* EXERCISE DESCRIPTION: Lay out every line of the records below as a Markdown table with the columns Row (a running number) and Text (the line), skipping blank lines. Omit the pictures from the answer.

---*---

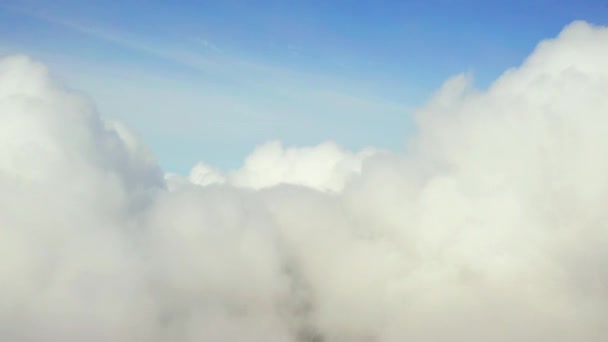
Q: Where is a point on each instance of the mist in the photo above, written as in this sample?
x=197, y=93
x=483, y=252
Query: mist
x=490, y=226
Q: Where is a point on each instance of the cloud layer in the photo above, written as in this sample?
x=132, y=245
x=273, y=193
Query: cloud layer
x=492, y=227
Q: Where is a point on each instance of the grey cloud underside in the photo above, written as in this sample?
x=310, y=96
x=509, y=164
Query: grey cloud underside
x=491, y=228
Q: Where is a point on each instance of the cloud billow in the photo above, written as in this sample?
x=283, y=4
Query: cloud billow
x=490, y=228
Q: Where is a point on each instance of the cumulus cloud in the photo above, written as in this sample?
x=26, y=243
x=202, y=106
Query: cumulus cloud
x=326, y=167
x=492, y=227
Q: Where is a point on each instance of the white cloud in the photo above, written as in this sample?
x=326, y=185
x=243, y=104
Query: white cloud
x=491, y=228
x=325, y=167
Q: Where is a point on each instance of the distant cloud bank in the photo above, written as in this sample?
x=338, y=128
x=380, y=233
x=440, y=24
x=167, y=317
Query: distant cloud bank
x=492, y=227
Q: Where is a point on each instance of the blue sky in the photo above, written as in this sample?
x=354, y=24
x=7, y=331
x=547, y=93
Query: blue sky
x=210, y=80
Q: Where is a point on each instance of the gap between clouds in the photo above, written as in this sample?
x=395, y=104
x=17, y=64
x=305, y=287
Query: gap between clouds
x=491, y=227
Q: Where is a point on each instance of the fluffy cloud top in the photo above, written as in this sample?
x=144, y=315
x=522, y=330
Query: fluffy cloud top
x=492, y=227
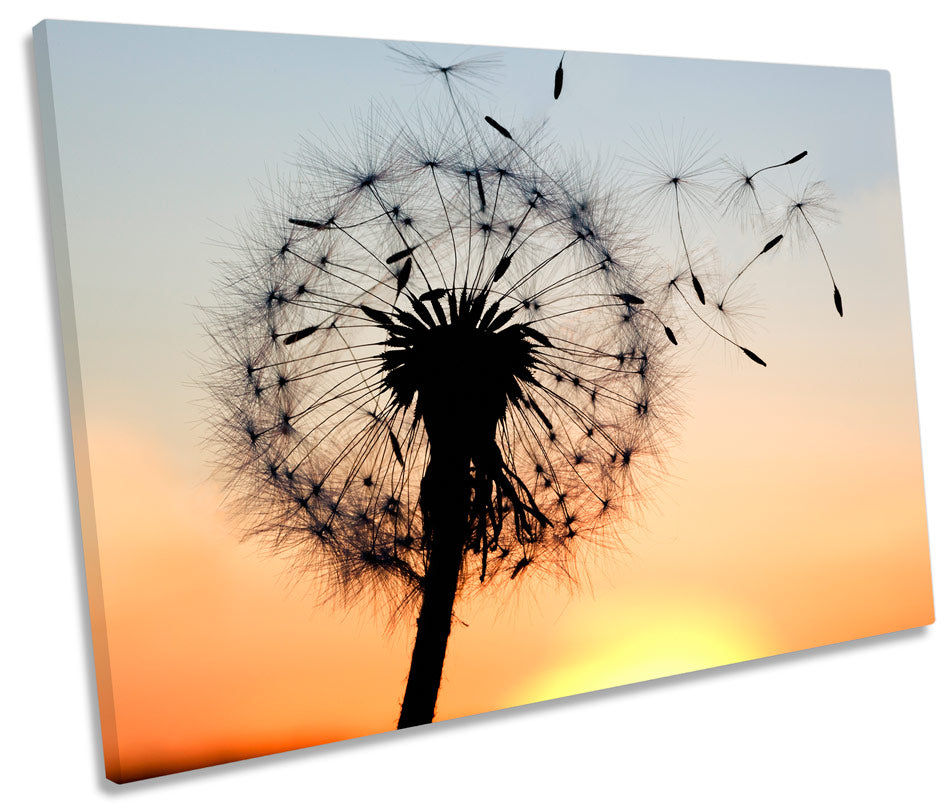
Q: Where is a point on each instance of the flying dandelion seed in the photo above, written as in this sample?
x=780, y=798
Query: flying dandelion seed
x=675, y=171
x=768, y=247
x=812, y=206
x=741, y=195
x=559, y=78
x=428, y=386
x=442, y=358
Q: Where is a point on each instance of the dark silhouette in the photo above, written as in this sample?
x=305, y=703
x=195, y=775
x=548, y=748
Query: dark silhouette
x=442, y=359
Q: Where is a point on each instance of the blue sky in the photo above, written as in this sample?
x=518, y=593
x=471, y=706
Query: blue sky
x=164, y=130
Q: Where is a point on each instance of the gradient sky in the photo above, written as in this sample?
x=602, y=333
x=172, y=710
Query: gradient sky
x=791, y=510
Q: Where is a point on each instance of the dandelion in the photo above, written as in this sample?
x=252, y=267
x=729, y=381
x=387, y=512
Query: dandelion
x=439, y=370
x=442, y=357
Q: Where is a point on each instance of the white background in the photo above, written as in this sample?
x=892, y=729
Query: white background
x=859, y=725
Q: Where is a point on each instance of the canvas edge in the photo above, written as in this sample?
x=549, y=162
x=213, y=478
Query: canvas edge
x=76, y=404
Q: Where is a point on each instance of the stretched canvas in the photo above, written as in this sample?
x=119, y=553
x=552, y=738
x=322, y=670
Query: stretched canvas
x=413, y=381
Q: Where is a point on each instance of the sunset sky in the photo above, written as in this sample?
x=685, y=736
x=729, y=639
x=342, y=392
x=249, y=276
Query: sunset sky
x=790, y=511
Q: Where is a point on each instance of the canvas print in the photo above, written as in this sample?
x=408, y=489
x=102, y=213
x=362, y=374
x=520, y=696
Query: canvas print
x=411, y=381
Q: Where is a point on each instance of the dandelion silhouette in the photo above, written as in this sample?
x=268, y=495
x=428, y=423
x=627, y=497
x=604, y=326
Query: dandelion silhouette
x=742, y=194
x=442, y=356
x=812, y=205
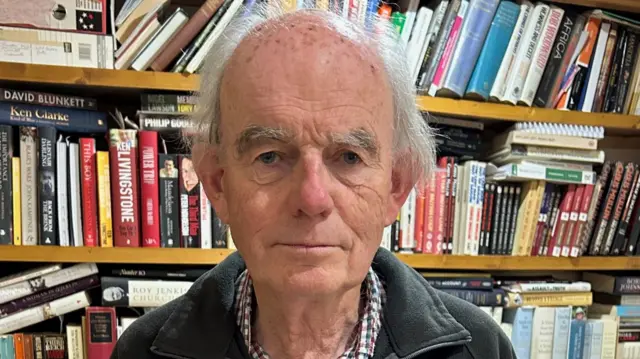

---*---

* ANSWER TO THE EXERCISE:
| Row | Text |
|---|---|
| 1 | Q: Where is a point on each instance of the mist in the photo above, written as in this sample? |
| 2 | x=197, y=93 |
| 3 | x=483, y=252 |
| 4 | Query: mist |
| 5 | x=490, y=226 |
| 6 | Q: Where is a point on each instance of the cloud layer in the photo above, written as in this sample? |
| 7 | x=132, y=245 |
| 8 | x=273, y=193 |
| 9 | Query: cloud layer |
| 10 | x=492, y=227 |
| 11 | Q: Where is a point on each instance of the grey cloud underside in the photo above, written as in this sample? |
| 12 | x=310, y=96 |
| 13 | x=509, y=164 |
| 14 | Query: grey cloud underside |
| 15 | x=491, y=228 |
| 16 | Q: Where is a point on each instance of the cloud billow in the photo above, written as in this sample? |
| 17 | x=283, y=4 |
| 18 | Query: cloud billow |
| 19 | x=490, y=228 |
| 20 | Q: Where is a point on each instance of the cumulus cloud in the photo above, written as in this sample? |
| 21 | x=26, y=243 |
| 22 | x=202, y=106 |
| 23 | Query: cumulus cloud |
| 24 | x=326, y=167 |
| 25 | x=492, y=227 |
| 26 | Q: Where is a point on each instance of the white cloud in the photo above, written as in this sample? |
| 27 | x=326, y=185 |
| 28 | x=243, y=104 |
| 29 | Query: white cloud |
| 30 | x=491, y=228 |
| 31 | x=325, y=167 |
| 32 | Q: Where is a point on each instance of the distant cloud bank in the photo above, written as in this sample? |
| 33 | x=338, y=128 |
| 34 | x=380, y=233 |
| 35 | x=440, y=24 |
| 36 | x=167, y=317 |
| 37 | Query: distant cloud bank |
| 38 | x=492, y=227 |
| 39 | Q: Where is a point on each instance of the blue sky in the photo above, written as in this sample? |
| 40 | x=354, y=24 |
| 41 | x=7, y=331 |
| 42 | x=547, y=93 |
| 43 | Query: blue sky |
| 44 | x=210, y=80 |
| 45 | Q: Where is a point on each instance of the gap between clouds in the photo above, written as in this sample? |
| 46 | x=395, y=104 |
| 47 | x=17, y=64 |
| 48 | x=305, y=287 |
| 49 | Query: gap between clouds |
| 50 | x=491, y=227 |
| 51 | Q: Where is a point on each instance of the fluffy cloud top in the photo above, written as in this sample? |
| 52 | x=144, y=315 |
| 53 | x=522, y=330 |
| 54 | Query: fluffy cloud top |
| 55 | x=492, y=227 |
| 56 | Q: Where is a point on each instance of the flying dandelion seed in the photo above, written as in this sample? |
| 57 | x=780, y=798 |
| 58 | Query: flying dandelion seed |
| 59 | x=675, y=171 |
| 60 | x=768, y=247 |
| 61 | x=812, y=206 |
| 62 | x=741, y=195 |
| 63 | x=559, y=78 |
| 64 | x=428, y=386 |
| 65 | x=442, y=358 |
| 66 | Q: Where is a point on each instance of the dark silhouette in the photo above, written as in this sample? |
| 67 | x=305, y=703 |
| 68 | x=195, y=775 |
| 69 | x=548, y=748 |
| 70 | Query: dark silhouette |
| 71 | x=442, y=359 |
| 72 | Q: Where is a point on each instance of the blue sky in the photo above, written as in this sample? |
| 73 | x=518, y=593 |
| 74 | x=471, y=706 |
| 75 | Query: blue sky |
| 76 | x=164, y=130 |
| 77 | Q: Where is a point on each instance of the gradient sky in the photo above, written as in this sample? |
| 78 | x=602, y=333 |
| 79 | x=172, y=710 |
| 80 | Query: gradient sky |
| 81 | x=791, y=510 |
| 82 | Q: Where is a point on each instance of the dandelion in the photo above, written as in this sample? |
| 83 | x=252, y=267 |
| 84 | x=729, y=381 |
| 85 | x=387, y=512 |
| 86 | Query: dandelion |
| 87 | x=439, y=370 |
| 88 | x=442, y=357 |
| 89 | Q: Where is a point on each instance of the white background in the photo above, written as in this sample? |
| 90 | x=892, y=729 |
| 91 | Query: white background |
| 92 | x=859, y=725 |
| 93 | Q: Where is a point on each instance of the canvas edge in the photo above, written as in this sample? |
| 94 | x=549, y=162 |
| 95 | x=213, y=478 |
| 96 | Query: canvas edge |
| 97 | x=76, y=404 |
| 98 | Q: Where is a point on each instance of the stretched canvas in the photo above, written as in this sample? |
| 99 | x=119, y=553 |
| 100 | x=552, y=738 |
| 101 | x=322, y=670 |
| 102 | Query: stretched canvas |
| 103 | x=413, y=381 |
| 104 | Q: Where is a point on each instance of the sunset sky in the photo above, written as in this sample? |
| 105 | x=685, y=736 |
| 106 | x=729, y=639 |
| 107 | x=342, y=392 |
| 108 | x=249, y=276 |
| 109 | Query: sunset sky |
| 110 | x=790, y=511 |
| 111 | Q: Where is a point on each instance of the canvas print in the photo above, written as in this sample? |
| 112 | x=408, y=489 |
| 113 | x=102, y=213 |
| 114 | x=362, y=374 |
| 115 | x=520, y=696 |
| 116 | Query: canvas print |
| 117 | x=411, y=381 |
| 118 | Q: Where is a point on each instance of the dandelion silhouette in the photo above, written as in this sample? |
| 119 | x=268, y=495 |
| 120 | x=428, y=423 |
| 121 | x=627, y=497 |
| 122 | x=604, y=326 |
| 123 | Query: dandelion silhouette |
| 124 | x=742, y=194 |
| 125 | x=442, y=356 |
| 126 | x=812, y=205 |